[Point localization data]
╭──

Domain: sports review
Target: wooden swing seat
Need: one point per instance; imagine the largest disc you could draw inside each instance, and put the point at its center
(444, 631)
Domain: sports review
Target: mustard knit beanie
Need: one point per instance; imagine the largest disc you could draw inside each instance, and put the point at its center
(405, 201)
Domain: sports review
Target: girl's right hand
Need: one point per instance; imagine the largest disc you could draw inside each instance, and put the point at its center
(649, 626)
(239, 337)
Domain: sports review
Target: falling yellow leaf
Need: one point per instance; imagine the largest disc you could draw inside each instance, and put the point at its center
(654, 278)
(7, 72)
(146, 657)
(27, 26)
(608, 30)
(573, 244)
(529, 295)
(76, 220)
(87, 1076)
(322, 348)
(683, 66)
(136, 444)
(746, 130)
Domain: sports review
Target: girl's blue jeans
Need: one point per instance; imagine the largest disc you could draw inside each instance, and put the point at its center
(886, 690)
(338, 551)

╰──

Problem to solve: The entire set of entries, and nothing else, should be set down exactly.

Task output:
Domain: sports review
Target: wooden swing seat
Need: one point per instance; imagine the largest disc you could draw inside each instance, and put the point at its center
(444, 631)
Domain: sports review
Target: mustard knit beanie
Need: one point per instance; imagine the largest disc you could draw inside each instance, and put the point at its center
(405, 201)
Domain: sports review
Target: girl's right hand
Need: one point per instance; imagine the largest disc you could draw inside each instance, and put the point at its center
(649, 626)
(239, 337)
Domain: sports review
Target: falling yellow leaf
Need: one point per instance; imagine the largest disc you could draw inside each instance, and put the point at its center
(654, 278)
(7, 72)
(146, 657)
(27, 26)
(608, 30)
(573, 244)
(529, 295)
(76, 220)
(87, 1076)
(322, 348)
(683, 66)
(136, 444)
(746, 130)
Domain: sports review
Target: girl's blue jeans
Need: one point per instance; imagine the largest disc you could draw inside each instance, and put the point at its center
(886, 690)
(338, 551)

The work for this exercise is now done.